## Given records
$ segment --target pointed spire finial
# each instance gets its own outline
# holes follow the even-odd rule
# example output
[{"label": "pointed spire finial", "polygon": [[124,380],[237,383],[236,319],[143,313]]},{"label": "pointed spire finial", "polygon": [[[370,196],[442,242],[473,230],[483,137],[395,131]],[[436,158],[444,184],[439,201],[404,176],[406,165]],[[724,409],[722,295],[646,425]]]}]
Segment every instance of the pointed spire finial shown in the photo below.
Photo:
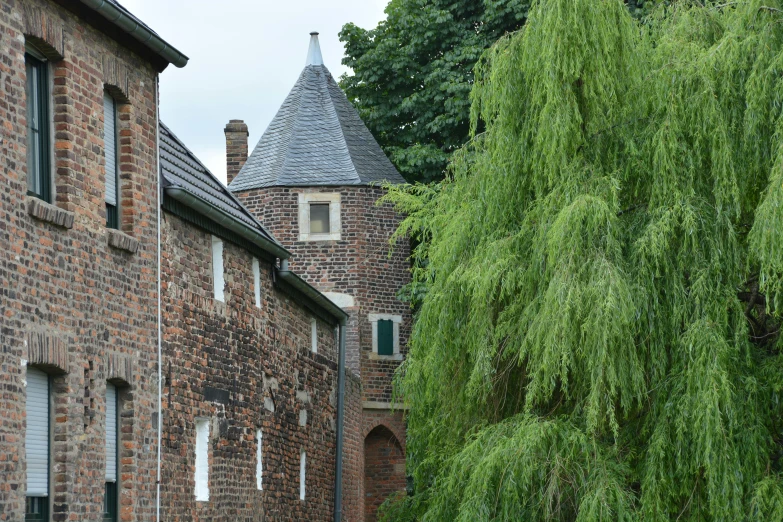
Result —
[{"label": "pointed spire finial", "polygon": [[310,49],[307,51],[307,65],[323,65],[324,59],[321,56],[321,44],[318,43],[318,32],[310,33]]}]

## The exercise
Can you rewrite the lines from the very first one down through the line containing "# example output", that line included, as a JSON list of strings with one string per line and no blank lines?

## Result for this exercise
[
  "$ segment --target pointed spire finial",
  "# each instance gets its own outline",
  "# holes follow the even-odd rule",
  "# example output"
]